▸ **Records to process**
*** Begin section ***

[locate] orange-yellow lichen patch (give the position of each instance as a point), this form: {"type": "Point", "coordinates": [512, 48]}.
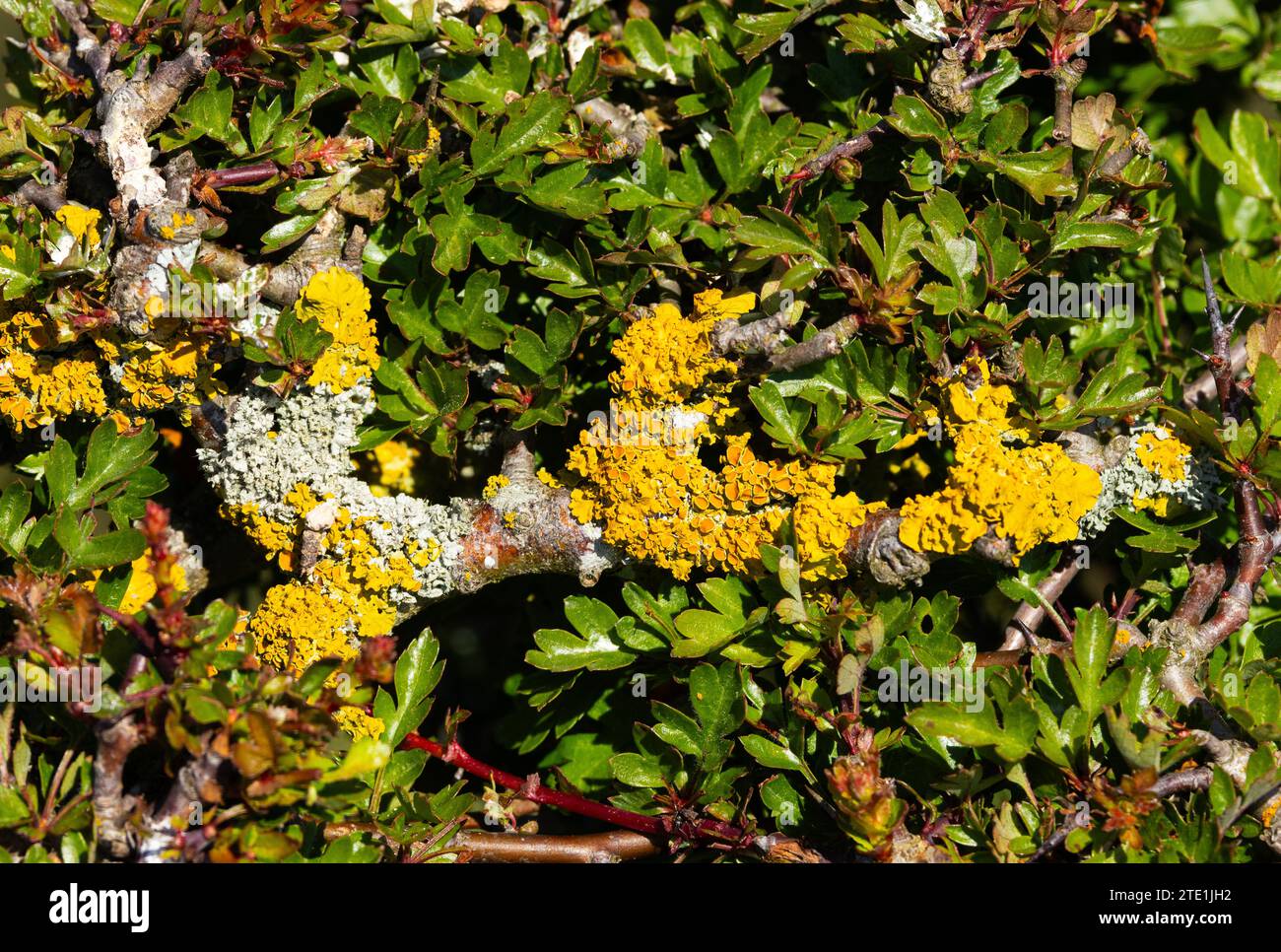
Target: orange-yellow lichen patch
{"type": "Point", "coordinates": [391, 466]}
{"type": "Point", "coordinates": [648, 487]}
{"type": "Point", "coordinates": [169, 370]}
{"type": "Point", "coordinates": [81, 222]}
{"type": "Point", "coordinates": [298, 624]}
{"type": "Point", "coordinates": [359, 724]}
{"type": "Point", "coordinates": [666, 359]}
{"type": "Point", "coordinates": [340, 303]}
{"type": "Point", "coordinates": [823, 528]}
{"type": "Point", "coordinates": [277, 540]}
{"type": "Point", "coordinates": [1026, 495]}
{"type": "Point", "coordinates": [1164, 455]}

*** End section ***
*** Begin section ***

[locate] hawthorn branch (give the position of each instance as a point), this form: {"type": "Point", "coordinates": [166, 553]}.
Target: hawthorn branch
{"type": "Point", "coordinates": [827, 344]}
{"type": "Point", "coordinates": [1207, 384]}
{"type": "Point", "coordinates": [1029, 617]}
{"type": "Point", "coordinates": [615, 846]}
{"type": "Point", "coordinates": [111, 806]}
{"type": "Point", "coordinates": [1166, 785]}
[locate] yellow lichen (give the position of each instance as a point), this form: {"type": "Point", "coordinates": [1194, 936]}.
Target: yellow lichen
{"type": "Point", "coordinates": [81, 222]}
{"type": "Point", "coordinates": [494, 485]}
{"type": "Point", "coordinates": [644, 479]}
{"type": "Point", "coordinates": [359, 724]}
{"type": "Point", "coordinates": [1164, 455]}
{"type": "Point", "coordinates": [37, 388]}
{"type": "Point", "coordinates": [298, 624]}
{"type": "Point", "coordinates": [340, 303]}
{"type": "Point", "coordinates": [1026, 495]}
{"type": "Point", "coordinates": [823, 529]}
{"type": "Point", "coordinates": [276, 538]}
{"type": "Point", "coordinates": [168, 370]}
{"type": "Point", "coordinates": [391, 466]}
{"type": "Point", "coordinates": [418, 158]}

*** End section ***
*** Begin section ***

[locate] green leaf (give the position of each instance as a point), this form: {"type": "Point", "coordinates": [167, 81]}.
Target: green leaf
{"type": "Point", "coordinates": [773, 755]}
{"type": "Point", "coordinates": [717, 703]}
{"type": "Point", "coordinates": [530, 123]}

*** End section ***

▸ **Assigned task**
Extract, from the material above, each line holding the word "locate".

▸ **Answer space**
[locate] orange-yellow lichen patch (give the position of each instance as a point), this form: {"type": "Point", "coordinates": [512, 48]}.
[locate] hawthorn branch (give the position of each instance as a point), this form: {"type": "Point", "coordinates": [166, 553]}.
[locate] yellow lichen (give the position of each instance as a point), this form: {"type": "Point", "coordinates": [1194, 936]}.
[locate] green leaf (give the position of each instance as a point), this form: {"type": "Point", "coordinates": [167, 81]}.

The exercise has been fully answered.